As shown in FIGS. 3, 5, and 10, the third support portion 24 has a third main portion 24 third connecting portion 242, and a third end portion 243. The third main portion 241 includes the fifth surface 24A and the sixth surface 24B. The third connecting portion 242 is connected to the third main portion 241 and the pad portion 21. The third connecting portion 242 is inclined relative to the mounting surface 211 toward a side away from the pad portion 21 in the second direction x. It is preferable that the inclination angle γ3 of the third connecting portion 242 relative to the mounting surface 211 be no greater than 50°. The third end portion 243 is located opposite the third connecting portion 242 with respect to the third main portion 241 in the second direction x, and is connected to the third main portion 241. The third end portion 243 includes the fifth surface 24A, the sixth surface 24B, and the third end surface 24C.
As shown in FIGS. 5 and 10, the third end portion 243 of the third support portion 24 is provided with a third recess 244 recessed from the sixth surface 24B. The third recess 244 is connected to the third main portion 241 and the third end surface 24C. In the semiconductor device A10, the third recess 244 is provided in the third end portion 243, so that the cross-sectional area of the third end portion 243 taken along a direction perpendicular to the second direction x decreases from the third main portion 241 to the third end surface 24C. As shown in FIGS. 3, 5, and 10, the fourth support portion 25 is located on the same side as the second support portion 23 with respect to the pad portion 21 in the second direction x, and is connected to the pad portion 21. The fourth support portion 25 is spaced apart from the second support portion 23 in the third direction y. The fourth support portion 25 has a seventh surface 25A, an eighth surface 25B, and a fourth end surface 25C. The seventh surface 25A faces the same side as the mounting surface 211 in the first direction z. The eighth surface 25B faces away from the seventh surface 25A in the first direction z. The seventh surface 25A and the eighth surface 25B are covered with the sealing resin 50. The fourth end surface 25C faces the same side as the second end surface 23C of the second support portion 23 in the second direction x. The fourth end surface 25C is exposed from the fourth region 541 of the second side surface 54 of the sealing resin 50.
As shown in FIG. 10, the dimension H8 of the sealing resin 50 in the first direction z extending from the bottom surface 52 of the sealing resin 50 to the eighth surface 25B is smaller than the dimension H7 of the sealing resin 50 in the first direction z extending from the top surface 51 of the sealing resin 50 to the seventh surface 25A. In this case, it is preferable that the dimension H8 be no greater than 50% of the dimension H7. The dimension L4 of the eighth surface 25B in the second direction x is no less than 50% of the dimension D2 of an area of the bottom surface 52 in the second direction x, where the area is adjacent to the exposed surface 212 of the pad portion 21 on one side in the second direction x and overlaps with the eighth surface 25B as viewed in the first direction z.

### Stored rows
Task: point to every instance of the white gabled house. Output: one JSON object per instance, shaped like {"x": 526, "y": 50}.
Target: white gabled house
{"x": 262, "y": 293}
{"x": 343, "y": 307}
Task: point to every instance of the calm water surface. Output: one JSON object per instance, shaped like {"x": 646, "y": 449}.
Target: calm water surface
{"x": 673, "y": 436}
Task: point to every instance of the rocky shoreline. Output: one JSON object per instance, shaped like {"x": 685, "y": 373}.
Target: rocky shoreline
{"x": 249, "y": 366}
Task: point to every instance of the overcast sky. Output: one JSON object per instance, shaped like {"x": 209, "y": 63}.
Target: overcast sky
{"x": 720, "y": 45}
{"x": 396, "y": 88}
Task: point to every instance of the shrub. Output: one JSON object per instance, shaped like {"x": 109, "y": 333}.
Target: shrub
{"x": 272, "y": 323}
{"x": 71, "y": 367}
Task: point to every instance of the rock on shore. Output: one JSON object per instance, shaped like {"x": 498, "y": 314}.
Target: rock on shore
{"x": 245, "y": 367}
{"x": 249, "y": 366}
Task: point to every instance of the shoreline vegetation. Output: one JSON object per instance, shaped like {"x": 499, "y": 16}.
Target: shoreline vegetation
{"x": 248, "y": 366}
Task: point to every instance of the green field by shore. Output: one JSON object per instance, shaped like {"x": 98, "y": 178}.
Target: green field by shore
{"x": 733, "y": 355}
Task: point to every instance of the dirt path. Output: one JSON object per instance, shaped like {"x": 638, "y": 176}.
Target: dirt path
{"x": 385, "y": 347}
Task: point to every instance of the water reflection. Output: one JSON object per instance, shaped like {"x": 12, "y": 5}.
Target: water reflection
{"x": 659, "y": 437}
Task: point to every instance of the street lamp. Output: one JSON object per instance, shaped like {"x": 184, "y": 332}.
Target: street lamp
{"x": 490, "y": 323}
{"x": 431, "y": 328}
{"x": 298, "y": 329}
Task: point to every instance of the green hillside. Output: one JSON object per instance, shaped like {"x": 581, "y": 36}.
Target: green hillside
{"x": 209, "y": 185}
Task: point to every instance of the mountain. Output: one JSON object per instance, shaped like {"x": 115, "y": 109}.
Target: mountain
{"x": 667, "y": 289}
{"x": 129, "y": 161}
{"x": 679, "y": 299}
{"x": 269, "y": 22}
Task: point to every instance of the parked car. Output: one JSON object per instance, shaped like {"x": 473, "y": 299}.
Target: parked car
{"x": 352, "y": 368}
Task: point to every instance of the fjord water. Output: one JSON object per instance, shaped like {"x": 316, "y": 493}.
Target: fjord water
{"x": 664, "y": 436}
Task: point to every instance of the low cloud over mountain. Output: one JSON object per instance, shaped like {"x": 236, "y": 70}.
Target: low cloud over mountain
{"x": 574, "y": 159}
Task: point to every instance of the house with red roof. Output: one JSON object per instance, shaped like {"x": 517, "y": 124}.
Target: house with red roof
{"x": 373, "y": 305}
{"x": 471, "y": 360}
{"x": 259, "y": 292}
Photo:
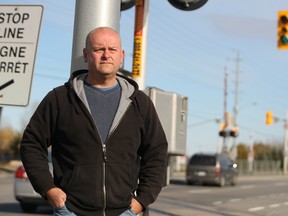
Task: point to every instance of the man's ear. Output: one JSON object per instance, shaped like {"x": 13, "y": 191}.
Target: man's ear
{"x": 85, "y": 55}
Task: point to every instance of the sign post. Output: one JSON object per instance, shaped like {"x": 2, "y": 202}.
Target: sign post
{"x": 19, "y": 31}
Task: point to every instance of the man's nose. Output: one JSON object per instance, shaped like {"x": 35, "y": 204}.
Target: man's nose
{"x": 106, "y": 53}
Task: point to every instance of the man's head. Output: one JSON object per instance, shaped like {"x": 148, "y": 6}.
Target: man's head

### Problem set
(1) Answer these questions about the semiconductor device text:
(a) What is the preferred upper limit for the inclination angle γ3 of the third connecting portion relative to the mounting surface?
(b) From which region of which surface of the sealing resin is the fourth end surface 25C exposed?
(c) The dimension H8 should preferably be no greater than what share of the dimension H7?
(2) Transcribe the semiconductor device text, starting with "As shown in FIG." and going on through "viewed in the first direction z.".
(3) Continue the semiconductor device text from where it stops.
The data isn't needed for any of this.

### Written responses
(1)
(a) No greater than 50°.
(b) The fourth region 541 of the second side surface 54.
(c) 50% of the dimension H7.

(2)
As shown in FIG. 10, the dimension H8 of the sealing resin 50 in the first direction z extending from the bottom surface 52 of the sealing resin 50 to the eighth surface 25B is smaller than the dimension H7 of the sealing resin 50 in the first direction z extending from the top surface 51 of the sealing resin 50 to the seventh surface 25A. In this case, it is preferable that the dimension H8 be no greater than 50% of the dimension H7. The dimension L4 of the eighth surface 25B in the second direction x is no less than 50% of the dimension D2 of an area of the bottom surface 52 in the second direction x, where the area is adjacent to the exposed surface 212 of the pad portion 21 on one side in the second direction x and overlaps with the eighth surface 25B as viewed in the first direction z.

(3)
As shown in FIGS. 3, 5, and 10, the fourth support portion 25 has a fourth main portion 251, a fourth connecting portion 252, and a fourth end portion 253. The fourth main portion 251 includes the seventh surface 25A and the eighth surface 25B. The fourth connecting portion 252 is connected to the fourth main portion 251 and the pad portion 21. The fourth connecting portion 252 is inclined relative to the mounting surface 211 toward a side away from the pad portion 21 in the second direction x. It is preferable that the inclination angle γ4 of the fourth connecting portion 252 relative to the mounting surface 211 be no greater than 50°. The fourth end portion 253 is located opposite the fourth connecting portion 252 with respect to the fourth main portion 251 in the second direction x, and is connected to the fourth main portion 251. The fourth end portion 253 includes the seventh surface 25A, the eighth surface 25B, and the fourth end surface 25C.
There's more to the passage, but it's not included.